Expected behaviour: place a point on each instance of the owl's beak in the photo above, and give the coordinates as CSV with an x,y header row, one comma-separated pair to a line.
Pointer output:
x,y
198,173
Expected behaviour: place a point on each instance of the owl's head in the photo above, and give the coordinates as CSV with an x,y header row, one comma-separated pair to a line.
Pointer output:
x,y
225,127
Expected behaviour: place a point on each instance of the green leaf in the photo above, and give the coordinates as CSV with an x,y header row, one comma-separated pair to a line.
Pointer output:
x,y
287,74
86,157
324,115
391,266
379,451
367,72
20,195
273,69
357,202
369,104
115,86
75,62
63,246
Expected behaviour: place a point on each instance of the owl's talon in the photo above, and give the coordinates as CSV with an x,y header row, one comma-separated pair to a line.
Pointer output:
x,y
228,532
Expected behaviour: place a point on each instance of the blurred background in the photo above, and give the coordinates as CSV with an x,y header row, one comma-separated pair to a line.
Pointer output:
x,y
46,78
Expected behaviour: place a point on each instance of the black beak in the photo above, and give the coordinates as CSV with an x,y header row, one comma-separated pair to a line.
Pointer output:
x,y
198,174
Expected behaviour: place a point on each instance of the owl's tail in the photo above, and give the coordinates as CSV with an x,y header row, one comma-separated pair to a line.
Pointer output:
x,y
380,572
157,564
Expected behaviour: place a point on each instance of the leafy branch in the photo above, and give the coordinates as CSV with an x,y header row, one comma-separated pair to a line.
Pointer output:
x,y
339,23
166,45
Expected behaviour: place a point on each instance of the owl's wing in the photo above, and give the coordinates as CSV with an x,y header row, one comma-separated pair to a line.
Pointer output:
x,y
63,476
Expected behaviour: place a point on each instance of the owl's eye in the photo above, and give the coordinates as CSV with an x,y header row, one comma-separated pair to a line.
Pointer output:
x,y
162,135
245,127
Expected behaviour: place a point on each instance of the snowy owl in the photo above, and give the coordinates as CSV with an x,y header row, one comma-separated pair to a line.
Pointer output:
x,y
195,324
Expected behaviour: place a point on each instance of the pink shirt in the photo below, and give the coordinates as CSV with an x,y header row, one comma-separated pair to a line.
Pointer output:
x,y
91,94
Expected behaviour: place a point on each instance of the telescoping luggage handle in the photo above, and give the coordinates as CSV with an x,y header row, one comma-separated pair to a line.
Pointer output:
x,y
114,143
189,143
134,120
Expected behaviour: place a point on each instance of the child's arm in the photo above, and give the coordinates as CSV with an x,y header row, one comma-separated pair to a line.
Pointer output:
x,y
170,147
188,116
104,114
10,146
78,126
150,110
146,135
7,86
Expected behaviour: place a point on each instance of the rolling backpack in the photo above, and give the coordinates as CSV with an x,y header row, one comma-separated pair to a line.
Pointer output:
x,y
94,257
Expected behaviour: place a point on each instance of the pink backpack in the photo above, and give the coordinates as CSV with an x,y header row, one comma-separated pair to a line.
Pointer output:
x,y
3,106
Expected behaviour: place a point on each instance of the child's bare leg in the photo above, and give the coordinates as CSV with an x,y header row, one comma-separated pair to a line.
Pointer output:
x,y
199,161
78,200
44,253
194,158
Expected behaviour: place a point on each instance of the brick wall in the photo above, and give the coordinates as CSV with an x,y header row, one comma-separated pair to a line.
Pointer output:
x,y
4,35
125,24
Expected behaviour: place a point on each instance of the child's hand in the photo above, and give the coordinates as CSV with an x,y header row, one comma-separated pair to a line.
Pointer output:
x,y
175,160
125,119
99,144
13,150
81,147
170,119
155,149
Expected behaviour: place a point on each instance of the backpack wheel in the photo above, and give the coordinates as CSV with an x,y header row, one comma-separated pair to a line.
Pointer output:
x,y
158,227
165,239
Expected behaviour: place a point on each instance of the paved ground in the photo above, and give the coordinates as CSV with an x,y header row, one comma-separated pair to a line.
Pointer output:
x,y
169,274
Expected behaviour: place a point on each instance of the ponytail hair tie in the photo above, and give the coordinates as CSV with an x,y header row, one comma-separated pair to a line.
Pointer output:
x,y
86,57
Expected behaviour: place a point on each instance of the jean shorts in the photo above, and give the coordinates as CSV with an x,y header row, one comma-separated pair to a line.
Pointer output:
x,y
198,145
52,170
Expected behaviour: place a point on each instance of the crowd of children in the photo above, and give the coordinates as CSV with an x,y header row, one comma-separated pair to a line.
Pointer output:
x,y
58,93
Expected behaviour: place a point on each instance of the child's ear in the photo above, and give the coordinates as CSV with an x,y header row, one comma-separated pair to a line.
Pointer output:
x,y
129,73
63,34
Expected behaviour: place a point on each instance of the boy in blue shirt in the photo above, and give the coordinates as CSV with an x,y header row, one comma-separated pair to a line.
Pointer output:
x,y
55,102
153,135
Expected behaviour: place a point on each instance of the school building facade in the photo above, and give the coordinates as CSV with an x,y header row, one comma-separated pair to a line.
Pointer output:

+---+

# Task objective
Copy the entries above verbatim, beginning with the line that contains "Expected behaviour: place a point on each instance of the paved" and continuing through the last line of the entries.

# Written answer
Expected behaviour: place a point on each instance of the paved ground in the photo above, and give the coordinates as CSV with an x,y header row, one comma-separated pair to a line.
Pointer output:
x,y
169,274
Expected behaviour: place a point on each instance of the ponytail hair tie in the photo above, and give the coordinates as CSV with an x,y header row, one comma-separated pair to a line.
Pointer output:
x,y
86,57
Expected behaviour: place a point on each instance of the jean shorts in the photo above, and give the coordinates as CSV with an x,y header row, one comma-separated pair to a line.
Pointer output:
x,y
198,145
52,170
Expected behaviour: place a point on each instance of the crowd of children in the photo above, and give the coordinates as CSV with an x,y header row, one comma-separated pair to a line.
Pointer output:
x,y
58,93
Expected behaviour: place a point on each instance of the child's ear in the photo above, and give the coordinates as CSV with an x,y header row, one comma-separated pair to a line.
Pointer output:
x,y
129,73
63,34
Expected behaviour: place a point on each instance of the boy in blue shirt in the photo above, and give the coordinates as CSV with an x,y header row, one comma-separated pair to a line.
Pointer output:
x,y
55,102
153,135
Expected behaviour: place a point on each instance of the school building facade in the photo above, and give the coordinates as CSV with an x,y header row, one comma-separated pair to a line.
Pointer output:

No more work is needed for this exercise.